Recent state Supreme Court decisions have people testing the boundaries of a 1970s state Constitutional amendment
There is no room for big ideas — existential ideas — at a water obstruction permit hearing.
But they come anyway, discussions in search of a forum.
“I’m here as a resident of Planet Earth,” Susan Hoppe, a Pittsburgh-based internist, testified at a recent Department of Environmental Protection hearing on Shell Pipeline Co.’s proposed ethane pipeline.
That’s relevant, she said, because the ethane that will flow through the pipeline will be used to make plastic at Shell’s petrochemical complex in Potter Township. And plastic pollutes the oceans. To supply the pipeline, more fossil fuel will be extracted, and fossil fuels are a major driver of climate change. So that, too, is relevant in this discussion of whether Shell should be granted an earth disturbance and water encroachment permit, she said.
As two DEP officials sat silently for hours over the course of three hearings earlier this month, speaker after speaker urged them to look more broadly at the issue and gave them the cover to do so: Pennsylvania’s environmental rights amendment, Article 1, Section 27.
Gail Murray began her testimony by taping the text of the amendment to the podium.
It read: “The people have a right to clean air, pure water, and to the preservation of the natural, scenic, historic, and aesthetic values of the environment. Pennsylvania’s public natural resources are the common property of all the people, including generations yet to come. As trustee of these resources, the Commonwealth shall conserve and maintain them for the benefit of all the people.”
''The people have a right to clean air, pure water, and to the preservation of the natural, scenic, historic, and aesthetic values of the environment. Pennsylvania’s public natural resources are the common property of all the people, including generations yet to come. As trustee of these resources, the Commonwealth shall conserve and maintain them for the benefit of all the people.''
Article 1, Section 27
John Walliser, senior vice president of legal and government affairs with the nonprofit Pennsylvania Environmental Council, said he has been to DEP advisory committee meetings at which an idea is kicked around, then runs into a regulatory road block and someone says, “Well, you know, you always have Article 1, Section 27.”
The DEP has heard enough such arguments to launch a series of roundtables to ask environmental advocates and industry representatives “what these sectors expect and want to see from the DEP related to the environmental rights amendment,” said spokesperson Neil Shader. More such meetings, hosted by the chief counsel’s office, are on tap for later this year.
So far, there’s no shift in policy, said its secretary, Patrick McDonnell. “I think everybody acknowledges that will end up settling out on a case by case over time,” he said.
When big ideas like climate change creep into permit hearings, Mr. McDonnell said, they likely aren’t something that regulators can act on.
“For pipelines, the thing that you’re permitting is a construction activity and the impact of that activity on wetlands, streams,” he said. “We don’t get to regulate what is in the pipe.”
Matt Mehalik would disagree.
“It’s actually their responsibility to think more widely and to consider … what it means to be entrusted with that resource,” Mr. Mehalik, executive director of the Breathe Project, said.

• _DATA SECTION_:
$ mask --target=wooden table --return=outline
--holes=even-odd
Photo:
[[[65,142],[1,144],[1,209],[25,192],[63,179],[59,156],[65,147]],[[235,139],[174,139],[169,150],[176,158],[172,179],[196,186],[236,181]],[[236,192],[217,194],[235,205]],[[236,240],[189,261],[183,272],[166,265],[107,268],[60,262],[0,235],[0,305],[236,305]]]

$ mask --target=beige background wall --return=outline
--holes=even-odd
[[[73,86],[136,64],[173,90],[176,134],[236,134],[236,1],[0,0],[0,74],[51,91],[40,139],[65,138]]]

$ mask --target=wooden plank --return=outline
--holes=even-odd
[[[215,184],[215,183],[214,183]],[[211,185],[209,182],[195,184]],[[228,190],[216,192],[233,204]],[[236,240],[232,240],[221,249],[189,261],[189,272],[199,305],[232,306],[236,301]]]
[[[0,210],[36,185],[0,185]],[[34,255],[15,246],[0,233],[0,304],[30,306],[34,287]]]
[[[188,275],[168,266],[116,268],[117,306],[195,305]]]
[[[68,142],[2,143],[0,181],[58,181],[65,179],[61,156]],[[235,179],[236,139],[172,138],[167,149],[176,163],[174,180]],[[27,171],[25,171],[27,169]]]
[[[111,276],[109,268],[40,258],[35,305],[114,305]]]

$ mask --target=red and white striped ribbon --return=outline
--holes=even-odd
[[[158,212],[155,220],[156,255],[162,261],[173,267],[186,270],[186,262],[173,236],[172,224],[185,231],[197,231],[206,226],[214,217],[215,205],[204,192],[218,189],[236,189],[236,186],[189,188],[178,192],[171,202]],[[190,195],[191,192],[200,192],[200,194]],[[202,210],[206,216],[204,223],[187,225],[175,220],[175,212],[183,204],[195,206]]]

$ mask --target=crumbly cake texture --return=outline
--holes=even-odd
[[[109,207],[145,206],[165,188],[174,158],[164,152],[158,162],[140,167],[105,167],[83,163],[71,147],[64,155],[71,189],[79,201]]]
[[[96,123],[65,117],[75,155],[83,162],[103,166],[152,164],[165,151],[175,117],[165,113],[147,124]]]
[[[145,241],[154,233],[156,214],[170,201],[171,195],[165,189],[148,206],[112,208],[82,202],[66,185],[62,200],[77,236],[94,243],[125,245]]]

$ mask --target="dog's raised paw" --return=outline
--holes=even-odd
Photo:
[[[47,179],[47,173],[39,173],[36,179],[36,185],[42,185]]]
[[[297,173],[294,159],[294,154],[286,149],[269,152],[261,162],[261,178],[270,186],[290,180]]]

• _OBJECTIVE A_: In the article on Pennsylvania's environmental rights amendment, what did Gail Murray tape to the podium at the start of her testimony?
• _OBJECTIVE B_: From the article on Pennsylvania's environmental rights amendment, transcribe the passage between "Matt Mehalik would" and "Breathe Project, said.", inclusive.

• _EXERCISE RESULT A_: She taped the text of the environmental rights amendment, Article 1, Section 27, to the podium.

• _EXERCISE RESULT B_:
Matt Mehalik would disagree.
“It’s actually their responsibility to think more widely and to consider … what it means to be entrusted with that resource,” Mr. Mehalik, executive director of the Breathe Project, said.